• **Instructions**:
a) In the passage on plasma metabolomics after chronic PM2.5 exposure, why does the study call for further metabolomics analysis of plasma from male mice?
b) Go on with the passage on plasma metabolomics after chronic PM2.5 exposure, starting after its last sentence.

• **Passage for review**:
Disruption of circadian rhythm has been linked to numerous adverse health effects such as weight gain, inflammation, and even cancer (Van Dycke et al., 2015). Melatonin is a well-known hormone which is secreted by the pineal gland playing a critical role in the circadian rhythm regulation. Noticeably, in the present metabolomics analyses, it came out to be one of the differential metabolites with the lowest p value (Supplemental Table 2). The present results additionally show that the levels of circulating 5-methoxytryptophol and retinal, two other well-known circadian rhythm biomarkers, were also significantly impacted by chronic exposure to CAP. In addition to these three differential circadian rhythm-related metabolites, the present metabolomics analysis also detected three other circadian rhythm-related metabolites that are comparable between the FA and CAP groups (Figures 4D–F). These data collectively suggest that ambient PM2.5 exposure may disrupt circadian rhythm. This is somehow consistent with one previous study demonstrating that particulate matter increase may blunt daytime urinary sodium excretion and nocturnal blood pressure dipping (Tsai et al., 2012). Along with this previous study, our demonstration of alterations in circulating melatonin, 5-methoxytryptophol, and retinal further suggests that the disruption of circadian rhythm may even mediate the progression of various adverse health effects by ambient PM2.5 exposure, warranting further studies to verify this novel toxicity of PM2.5.
The present study provides a deep insight into the metabolic effect of chronic exposure to ambient PM2.5 through the metabolomics analysis of the plasma in a chronic PM2.5 exposure mouse model. However, several limitations should be noted. Firstly, the present study performed the metabolomics analysis of plasma from the female only. Further metabolomics analysis of plasma from the male is required to determine whether there is a gender difference in the metabolic response to exposure to ambient PM2.5. Secondly, the present study did not investigate the development of the metabolic effects due to exposure to ambient PM2.5, which requires the metabolomics analysis of plasma at a series of timepoints. Thirdly, the present study did not determine the role of these metabolic alterations in the pathogenesis due to exposure to ambient PM2.5. Fourthly, the present study did not determine the components of ambient PM2.5 responsible for these metabolic effects.

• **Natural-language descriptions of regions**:

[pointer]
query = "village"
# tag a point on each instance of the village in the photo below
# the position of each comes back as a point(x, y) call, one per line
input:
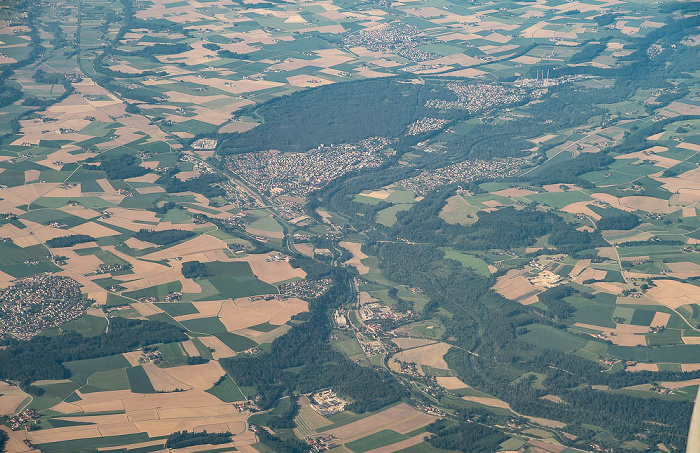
point(480, 96)
point(37, 303)
point(398, 38)
point(466, 171)
point(286, 178)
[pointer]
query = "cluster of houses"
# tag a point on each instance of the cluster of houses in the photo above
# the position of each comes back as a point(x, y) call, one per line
point(37, 303)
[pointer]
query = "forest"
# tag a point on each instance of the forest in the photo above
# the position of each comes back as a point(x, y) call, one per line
point(329, 114)
point(485, 322)
point(42, 356)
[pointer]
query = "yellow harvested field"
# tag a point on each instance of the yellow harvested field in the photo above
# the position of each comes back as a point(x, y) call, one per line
point(611, 200)
point(220, 349)
point(630, 329)
point(629, 339)
point(272, 271)
point(190, 348)
point(558, 187)
point(11, 397)
point(514, 286)
point(647, 204)
point(401, 445)
point(451, 383)
point(409, 343)
point(680, 384)
point(146, 308)
point(690, 367)
point(305, 248)
point(401, 418)
point(674, 294)
point(356, 249)
point(243, 313)
point(201, 377)
point(15, 442)
point(514, 192)
point(581, 207)
point(660, 319)
point(197, 245)
point(162, 380)
point(643, 367)
point(269, 234)
point(67, 433)
point(590, 273)
point(430, 355)
point(378, 194)
point(486, 401)
point(684, 270)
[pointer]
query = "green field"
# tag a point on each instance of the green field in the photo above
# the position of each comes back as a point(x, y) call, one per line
point(87, 325)
point(204, 325)
point(376, 440)
point(139, 381)
point(227, 391)
point(178, 308)
point(234, 280)
point(107, 380)
point(81, 370)
point(238, 343)
point(549, 337)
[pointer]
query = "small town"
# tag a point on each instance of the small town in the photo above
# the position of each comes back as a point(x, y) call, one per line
point(37, 303)
point(398, 38)
point(326, 402)
point(274, 173)
point(481, 96)
point(374, 310)
point(466, 171)
point(305, 289)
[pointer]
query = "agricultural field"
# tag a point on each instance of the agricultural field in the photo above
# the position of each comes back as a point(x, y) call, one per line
point(458, 219)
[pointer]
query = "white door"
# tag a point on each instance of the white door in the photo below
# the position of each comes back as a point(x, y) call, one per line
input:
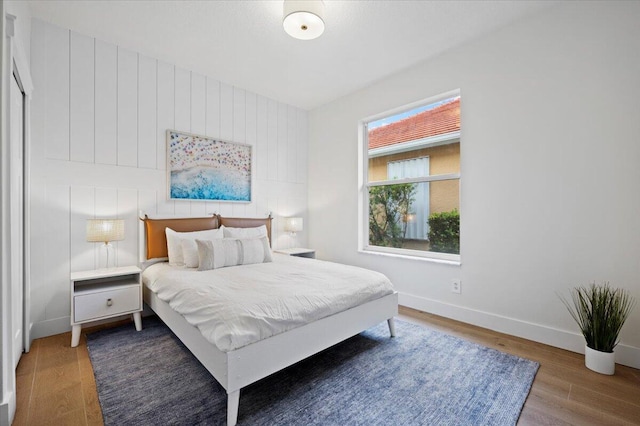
point(16, 149)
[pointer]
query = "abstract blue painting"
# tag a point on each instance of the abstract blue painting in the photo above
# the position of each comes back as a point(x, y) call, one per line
point(203, 168)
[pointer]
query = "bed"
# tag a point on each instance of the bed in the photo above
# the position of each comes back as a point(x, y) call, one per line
point(241, 364)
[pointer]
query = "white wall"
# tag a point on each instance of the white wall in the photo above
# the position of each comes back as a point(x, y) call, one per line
point(20, 9)
point(549, 163)
point(15, 47)
point(100, 114)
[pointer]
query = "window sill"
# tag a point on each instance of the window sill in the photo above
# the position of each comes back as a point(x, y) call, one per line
point(409, 257)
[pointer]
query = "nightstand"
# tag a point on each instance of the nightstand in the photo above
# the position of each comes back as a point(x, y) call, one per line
point(299, 252)
point(104, 293)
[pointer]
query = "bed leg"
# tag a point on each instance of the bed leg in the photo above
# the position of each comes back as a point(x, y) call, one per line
point(392, 327)
point(233, 401)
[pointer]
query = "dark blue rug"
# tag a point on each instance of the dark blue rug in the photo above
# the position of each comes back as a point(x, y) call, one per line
point(421, 377)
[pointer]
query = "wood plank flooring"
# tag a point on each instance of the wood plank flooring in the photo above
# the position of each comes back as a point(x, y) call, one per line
point(56, 386)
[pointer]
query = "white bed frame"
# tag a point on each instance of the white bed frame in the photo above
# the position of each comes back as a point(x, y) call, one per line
point(243, 366)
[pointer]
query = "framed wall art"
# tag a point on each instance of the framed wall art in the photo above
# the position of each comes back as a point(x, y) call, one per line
point(207, 169)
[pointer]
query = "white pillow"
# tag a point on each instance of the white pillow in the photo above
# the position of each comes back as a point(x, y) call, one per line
point(213, 254)
point(257, 232)
point(174, 246)
point(189, 253)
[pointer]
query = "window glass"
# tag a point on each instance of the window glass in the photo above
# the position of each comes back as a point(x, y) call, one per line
point(413, 181)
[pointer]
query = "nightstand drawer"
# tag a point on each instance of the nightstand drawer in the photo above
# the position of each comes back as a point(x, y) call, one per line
point(106, 303)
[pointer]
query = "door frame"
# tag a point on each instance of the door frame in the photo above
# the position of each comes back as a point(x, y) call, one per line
point(14, 61)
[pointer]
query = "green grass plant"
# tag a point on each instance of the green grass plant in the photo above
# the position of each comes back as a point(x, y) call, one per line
point(600, 312)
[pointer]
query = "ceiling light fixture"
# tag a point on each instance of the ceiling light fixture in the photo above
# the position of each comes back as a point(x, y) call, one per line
point(303, 18)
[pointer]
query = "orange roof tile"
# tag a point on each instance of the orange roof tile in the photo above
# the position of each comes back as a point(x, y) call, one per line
point(437, 121)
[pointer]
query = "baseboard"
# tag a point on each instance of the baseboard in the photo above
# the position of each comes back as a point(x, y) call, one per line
point(50, 327)
point(625, 355)
point(63, 325)
point(6, 407)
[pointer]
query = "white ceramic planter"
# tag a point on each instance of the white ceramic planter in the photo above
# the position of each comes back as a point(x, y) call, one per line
point(600, 362)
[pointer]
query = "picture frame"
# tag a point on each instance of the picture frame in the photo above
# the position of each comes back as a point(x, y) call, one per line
point(201, 168)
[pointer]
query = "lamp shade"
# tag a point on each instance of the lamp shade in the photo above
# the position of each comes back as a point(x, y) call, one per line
point(303, 18)
point(105, 230)
point(293, 224)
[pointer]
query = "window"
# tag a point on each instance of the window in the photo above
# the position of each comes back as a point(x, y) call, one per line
point(411, 180)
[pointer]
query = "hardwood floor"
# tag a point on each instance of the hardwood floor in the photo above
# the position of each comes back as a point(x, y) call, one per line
point(56, 385)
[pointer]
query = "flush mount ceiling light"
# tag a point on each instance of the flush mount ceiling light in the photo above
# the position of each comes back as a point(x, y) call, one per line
point(303, 18)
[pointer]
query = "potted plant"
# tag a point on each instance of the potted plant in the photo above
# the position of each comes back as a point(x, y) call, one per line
point(600, 312)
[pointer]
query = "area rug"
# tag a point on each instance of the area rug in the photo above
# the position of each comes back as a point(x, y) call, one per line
point(420, 377)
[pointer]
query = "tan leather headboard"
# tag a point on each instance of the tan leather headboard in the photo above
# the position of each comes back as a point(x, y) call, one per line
point(157, 238)
point(241, 222)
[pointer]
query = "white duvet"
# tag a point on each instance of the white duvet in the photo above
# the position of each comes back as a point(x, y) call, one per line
point(236, 306)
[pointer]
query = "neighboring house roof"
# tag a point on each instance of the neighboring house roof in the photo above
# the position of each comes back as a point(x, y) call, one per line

• **Answers to each task**:
a) The study analyzed plasma from female mice only. Analyzing male plasma is needed to determine whether there is a gender difference in the metabolic response to ambient PM2.5 exposure.

b)
5. Conclusions
This study using metabolomics analyses demonstrates marked alterations in the circulating metabolome by chronic exposure to CAP, which not only reflect well-known adverse health effects of PM2.5 inhalation such as inflammation and impairment of glucose homeostasis, but also provide novel potential mechanisms for the toxicity of PM2.5, including activation of the stress response and disruption of the circadian rhythm. These findings reaffirm the importance of using the metabolomics strategy to advance our understanding of the toxicity of a complex pollutant like ambient PM2.5, and also add a deep mechanistic insight into the toxic actions of ambient PM2.5.
Supplementary Material
Highlights.
Chronic exposure to CAP disturbs 6 amino acid-related metabolic pathways in mice
Chronic CAP exposure significantly perturbs lipid metabolism in mice
Chronic exposure to CAP changes the levels of circulating saccharides in mice
Chronic exposure to CAP increases the levels of stress hormone metabolites in mice
Chronic CAP exposure changes levels of circadian rhythm-related biomarkers in mice
Metabolomics analyses identified both known and unknown alterations in circulating biomarkers by chronic PM2.5 exposure adding an integral mechanistic insight into the ambient PM2.5 toxicity.
Acknowledgments
Funding
This work was supported by the National Institutes of Health (R01ES024516 to ZY), the American Heart Association (13SDG17070131 to ZY), the National Natural Science Foundation of China (Grant No. 81770805 to ZY and 81500216 to MC) and Shanghai Pujiang Program (17PJ1401300 to YX).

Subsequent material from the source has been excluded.